(Stored items from a collection)
━━━━━━━━━━━━━━━━━━━━

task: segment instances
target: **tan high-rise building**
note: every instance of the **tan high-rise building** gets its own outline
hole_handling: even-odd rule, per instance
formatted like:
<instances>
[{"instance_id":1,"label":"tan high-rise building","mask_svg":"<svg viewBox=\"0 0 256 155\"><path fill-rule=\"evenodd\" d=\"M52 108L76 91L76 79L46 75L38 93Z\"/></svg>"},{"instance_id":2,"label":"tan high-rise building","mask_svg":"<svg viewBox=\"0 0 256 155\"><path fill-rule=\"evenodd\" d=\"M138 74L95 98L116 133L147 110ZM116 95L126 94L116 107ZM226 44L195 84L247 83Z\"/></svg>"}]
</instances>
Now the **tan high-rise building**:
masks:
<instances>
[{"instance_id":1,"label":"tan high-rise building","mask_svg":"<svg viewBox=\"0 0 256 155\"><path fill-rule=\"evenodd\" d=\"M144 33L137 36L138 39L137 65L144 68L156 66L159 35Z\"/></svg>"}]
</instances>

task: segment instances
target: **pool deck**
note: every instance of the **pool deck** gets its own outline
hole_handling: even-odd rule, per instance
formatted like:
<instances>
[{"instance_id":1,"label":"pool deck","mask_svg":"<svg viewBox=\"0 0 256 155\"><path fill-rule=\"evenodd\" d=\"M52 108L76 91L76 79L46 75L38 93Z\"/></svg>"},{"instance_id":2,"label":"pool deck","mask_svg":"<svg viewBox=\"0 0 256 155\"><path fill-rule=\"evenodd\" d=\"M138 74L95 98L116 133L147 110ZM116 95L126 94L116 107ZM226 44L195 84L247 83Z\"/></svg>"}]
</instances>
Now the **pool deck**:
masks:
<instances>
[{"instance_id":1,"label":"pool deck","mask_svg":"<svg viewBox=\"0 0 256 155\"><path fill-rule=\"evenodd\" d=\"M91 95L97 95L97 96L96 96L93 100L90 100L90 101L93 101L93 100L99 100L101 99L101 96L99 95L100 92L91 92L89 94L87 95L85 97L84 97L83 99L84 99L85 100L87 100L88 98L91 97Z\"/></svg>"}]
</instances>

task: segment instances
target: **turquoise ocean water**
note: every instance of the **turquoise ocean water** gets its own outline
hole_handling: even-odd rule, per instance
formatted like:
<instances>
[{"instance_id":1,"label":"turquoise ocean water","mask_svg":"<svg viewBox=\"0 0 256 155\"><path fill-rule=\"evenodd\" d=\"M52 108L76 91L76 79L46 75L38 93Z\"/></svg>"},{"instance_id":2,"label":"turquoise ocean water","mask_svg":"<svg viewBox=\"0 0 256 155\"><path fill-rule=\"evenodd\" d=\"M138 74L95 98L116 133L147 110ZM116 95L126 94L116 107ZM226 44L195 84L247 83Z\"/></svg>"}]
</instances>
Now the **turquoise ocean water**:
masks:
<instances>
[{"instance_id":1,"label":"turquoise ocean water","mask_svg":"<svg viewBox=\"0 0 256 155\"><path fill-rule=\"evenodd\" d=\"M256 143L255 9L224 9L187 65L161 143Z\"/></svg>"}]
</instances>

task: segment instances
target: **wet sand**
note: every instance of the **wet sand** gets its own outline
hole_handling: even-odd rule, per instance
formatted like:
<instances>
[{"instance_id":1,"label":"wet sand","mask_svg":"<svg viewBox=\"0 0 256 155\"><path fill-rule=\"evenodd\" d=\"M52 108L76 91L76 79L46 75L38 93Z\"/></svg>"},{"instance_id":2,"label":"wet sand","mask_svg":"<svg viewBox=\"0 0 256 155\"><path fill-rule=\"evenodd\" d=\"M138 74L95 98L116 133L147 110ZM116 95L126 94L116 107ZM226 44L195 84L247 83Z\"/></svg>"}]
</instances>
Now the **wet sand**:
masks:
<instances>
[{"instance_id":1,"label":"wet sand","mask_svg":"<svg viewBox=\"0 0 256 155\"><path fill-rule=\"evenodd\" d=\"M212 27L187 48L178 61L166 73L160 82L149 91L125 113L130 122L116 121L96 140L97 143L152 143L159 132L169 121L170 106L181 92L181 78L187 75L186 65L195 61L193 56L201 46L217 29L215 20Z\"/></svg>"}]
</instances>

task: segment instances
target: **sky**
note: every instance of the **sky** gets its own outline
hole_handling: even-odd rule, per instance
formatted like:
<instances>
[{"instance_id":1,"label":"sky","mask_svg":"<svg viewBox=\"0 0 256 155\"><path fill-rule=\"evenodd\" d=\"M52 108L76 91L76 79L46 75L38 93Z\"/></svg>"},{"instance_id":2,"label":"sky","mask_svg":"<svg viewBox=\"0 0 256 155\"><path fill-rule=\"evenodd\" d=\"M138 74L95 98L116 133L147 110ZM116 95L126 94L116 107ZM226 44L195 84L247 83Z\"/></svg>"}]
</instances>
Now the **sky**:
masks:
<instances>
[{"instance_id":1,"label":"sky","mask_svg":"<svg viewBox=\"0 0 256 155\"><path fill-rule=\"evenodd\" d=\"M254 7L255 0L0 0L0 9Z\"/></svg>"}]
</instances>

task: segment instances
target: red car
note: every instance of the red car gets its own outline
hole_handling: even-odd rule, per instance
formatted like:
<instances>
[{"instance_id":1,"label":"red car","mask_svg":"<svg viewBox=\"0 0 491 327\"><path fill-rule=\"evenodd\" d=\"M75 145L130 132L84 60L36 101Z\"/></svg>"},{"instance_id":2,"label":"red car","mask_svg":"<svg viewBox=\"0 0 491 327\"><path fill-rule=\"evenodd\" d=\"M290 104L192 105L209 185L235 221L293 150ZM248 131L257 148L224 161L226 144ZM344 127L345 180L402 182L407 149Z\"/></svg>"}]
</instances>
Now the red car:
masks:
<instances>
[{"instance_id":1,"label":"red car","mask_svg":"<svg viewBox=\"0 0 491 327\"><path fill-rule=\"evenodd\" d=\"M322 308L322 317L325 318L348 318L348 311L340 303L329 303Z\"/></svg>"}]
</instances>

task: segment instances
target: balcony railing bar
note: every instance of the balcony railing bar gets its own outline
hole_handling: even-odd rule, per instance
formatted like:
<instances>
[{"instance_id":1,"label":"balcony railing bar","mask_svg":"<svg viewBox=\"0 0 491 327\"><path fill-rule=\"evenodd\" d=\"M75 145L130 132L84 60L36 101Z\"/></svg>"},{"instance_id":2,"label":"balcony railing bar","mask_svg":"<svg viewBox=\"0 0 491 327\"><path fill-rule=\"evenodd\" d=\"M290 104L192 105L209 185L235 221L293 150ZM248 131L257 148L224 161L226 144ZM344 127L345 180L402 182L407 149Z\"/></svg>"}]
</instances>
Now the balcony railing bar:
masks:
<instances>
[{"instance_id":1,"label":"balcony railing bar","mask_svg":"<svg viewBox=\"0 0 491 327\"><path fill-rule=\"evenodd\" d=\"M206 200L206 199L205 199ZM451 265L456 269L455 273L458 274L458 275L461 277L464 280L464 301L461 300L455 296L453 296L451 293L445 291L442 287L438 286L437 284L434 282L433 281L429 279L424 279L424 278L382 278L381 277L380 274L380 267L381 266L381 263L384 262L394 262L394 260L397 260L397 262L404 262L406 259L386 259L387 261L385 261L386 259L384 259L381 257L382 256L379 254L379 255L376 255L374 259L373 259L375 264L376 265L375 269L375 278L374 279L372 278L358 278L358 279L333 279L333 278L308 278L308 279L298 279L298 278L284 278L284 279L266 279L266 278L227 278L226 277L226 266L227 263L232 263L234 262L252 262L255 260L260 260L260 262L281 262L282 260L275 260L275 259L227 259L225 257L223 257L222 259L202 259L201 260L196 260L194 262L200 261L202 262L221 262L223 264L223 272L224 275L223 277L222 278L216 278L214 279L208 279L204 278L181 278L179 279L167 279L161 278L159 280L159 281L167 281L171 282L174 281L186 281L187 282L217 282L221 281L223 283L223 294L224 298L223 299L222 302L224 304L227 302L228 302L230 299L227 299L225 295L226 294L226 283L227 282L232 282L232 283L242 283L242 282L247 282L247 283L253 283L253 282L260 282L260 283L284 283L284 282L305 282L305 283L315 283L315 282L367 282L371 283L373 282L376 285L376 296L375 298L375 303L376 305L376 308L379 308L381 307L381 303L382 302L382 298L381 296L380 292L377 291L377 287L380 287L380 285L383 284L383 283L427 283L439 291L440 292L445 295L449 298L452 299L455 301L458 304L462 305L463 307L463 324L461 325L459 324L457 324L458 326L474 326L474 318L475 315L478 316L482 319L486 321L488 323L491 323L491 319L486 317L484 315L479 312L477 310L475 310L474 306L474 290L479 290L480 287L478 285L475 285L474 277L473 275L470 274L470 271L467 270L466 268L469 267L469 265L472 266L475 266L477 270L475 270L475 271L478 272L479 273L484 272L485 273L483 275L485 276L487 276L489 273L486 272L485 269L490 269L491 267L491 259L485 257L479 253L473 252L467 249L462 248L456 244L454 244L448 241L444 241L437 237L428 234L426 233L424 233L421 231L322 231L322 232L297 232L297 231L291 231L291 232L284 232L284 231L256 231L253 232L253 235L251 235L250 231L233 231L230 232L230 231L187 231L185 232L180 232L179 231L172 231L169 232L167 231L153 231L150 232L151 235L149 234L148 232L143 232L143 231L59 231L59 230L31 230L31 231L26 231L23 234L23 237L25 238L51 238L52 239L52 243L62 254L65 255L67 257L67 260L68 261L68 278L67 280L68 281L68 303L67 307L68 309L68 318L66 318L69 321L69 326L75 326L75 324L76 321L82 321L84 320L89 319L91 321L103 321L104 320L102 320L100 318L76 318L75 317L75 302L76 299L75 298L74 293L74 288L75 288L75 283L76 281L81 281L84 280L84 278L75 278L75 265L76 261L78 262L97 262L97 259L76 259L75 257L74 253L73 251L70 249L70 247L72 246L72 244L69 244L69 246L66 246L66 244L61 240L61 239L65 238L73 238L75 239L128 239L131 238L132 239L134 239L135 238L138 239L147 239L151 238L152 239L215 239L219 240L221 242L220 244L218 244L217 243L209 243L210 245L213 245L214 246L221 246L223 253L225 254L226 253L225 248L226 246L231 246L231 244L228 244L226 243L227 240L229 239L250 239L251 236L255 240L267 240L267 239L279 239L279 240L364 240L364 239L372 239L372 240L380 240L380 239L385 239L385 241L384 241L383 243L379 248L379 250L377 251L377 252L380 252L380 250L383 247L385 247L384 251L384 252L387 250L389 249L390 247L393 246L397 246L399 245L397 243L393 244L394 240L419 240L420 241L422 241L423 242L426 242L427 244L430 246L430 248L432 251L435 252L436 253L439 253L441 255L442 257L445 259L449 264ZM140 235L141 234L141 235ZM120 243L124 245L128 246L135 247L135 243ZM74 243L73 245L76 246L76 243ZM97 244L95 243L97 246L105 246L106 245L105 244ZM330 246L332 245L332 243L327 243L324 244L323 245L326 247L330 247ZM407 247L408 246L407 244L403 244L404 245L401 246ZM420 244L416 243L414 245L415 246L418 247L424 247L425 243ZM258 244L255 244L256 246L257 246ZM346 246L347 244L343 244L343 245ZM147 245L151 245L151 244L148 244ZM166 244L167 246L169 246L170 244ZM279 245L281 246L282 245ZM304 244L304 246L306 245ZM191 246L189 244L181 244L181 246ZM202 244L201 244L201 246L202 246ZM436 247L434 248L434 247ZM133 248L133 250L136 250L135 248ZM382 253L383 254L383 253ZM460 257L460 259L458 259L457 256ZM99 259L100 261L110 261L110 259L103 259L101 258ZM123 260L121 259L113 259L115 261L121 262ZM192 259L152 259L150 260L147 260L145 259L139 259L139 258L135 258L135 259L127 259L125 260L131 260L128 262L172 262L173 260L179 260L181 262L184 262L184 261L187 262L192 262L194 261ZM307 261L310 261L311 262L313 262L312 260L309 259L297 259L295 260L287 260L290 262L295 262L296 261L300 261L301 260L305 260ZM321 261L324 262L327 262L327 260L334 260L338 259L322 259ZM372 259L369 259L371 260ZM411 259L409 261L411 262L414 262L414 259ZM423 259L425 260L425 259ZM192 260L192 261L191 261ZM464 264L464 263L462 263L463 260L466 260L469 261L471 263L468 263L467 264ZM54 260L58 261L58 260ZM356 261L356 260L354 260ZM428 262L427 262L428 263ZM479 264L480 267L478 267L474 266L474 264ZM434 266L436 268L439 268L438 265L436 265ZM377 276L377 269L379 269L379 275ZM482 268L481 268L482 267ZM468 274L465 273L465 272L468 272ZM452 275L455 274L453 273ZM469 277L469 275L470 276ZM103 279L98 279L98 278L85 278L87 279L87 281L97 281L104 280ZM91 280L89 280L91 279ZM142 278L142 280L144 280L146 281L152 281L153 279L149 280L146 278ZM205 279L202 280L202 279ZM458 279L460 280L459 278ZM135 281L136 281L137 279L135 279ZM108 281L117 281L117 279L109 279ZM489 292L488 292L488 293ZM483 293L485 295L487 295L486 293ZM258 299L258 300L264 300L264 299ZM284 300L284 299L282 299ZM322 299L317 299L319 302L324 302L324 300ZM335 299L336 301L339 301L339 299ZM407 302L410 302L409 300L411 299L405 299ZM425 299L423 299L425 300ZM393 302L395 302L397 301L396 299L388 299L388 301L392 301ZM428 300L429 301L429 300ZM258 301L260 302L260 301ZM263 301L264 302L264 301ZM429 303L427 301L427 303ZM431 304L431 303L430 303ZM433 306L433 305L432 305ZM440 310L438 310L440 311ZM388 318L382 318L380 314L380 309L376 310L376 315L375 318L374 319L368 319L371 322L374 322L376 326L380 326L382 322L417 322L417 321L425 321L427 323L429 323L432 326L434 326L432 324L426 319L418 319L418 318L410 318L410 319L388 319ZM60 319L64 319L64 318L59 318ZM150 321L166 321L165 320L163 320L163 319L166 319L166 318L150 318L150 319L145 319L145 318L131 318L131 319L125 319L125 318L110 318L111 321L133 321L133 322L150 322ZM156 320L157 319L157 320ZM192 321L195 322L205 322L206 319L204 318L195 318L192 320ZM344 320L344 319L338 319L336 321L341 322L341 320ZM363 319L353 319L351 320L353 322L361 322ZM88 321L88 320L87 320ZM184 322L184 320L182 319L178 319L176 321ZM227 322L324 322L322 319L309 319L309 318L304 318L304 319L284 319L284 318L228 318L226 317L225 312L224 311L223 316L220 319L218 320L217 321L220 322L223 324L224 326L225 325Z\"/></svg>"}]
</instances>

━━━━━━━━━━━━━━━━━━━━

## [DIRECTIONS]
How many lines of the data contain the string "target"? Give only the number.

## [RESPONSE]
7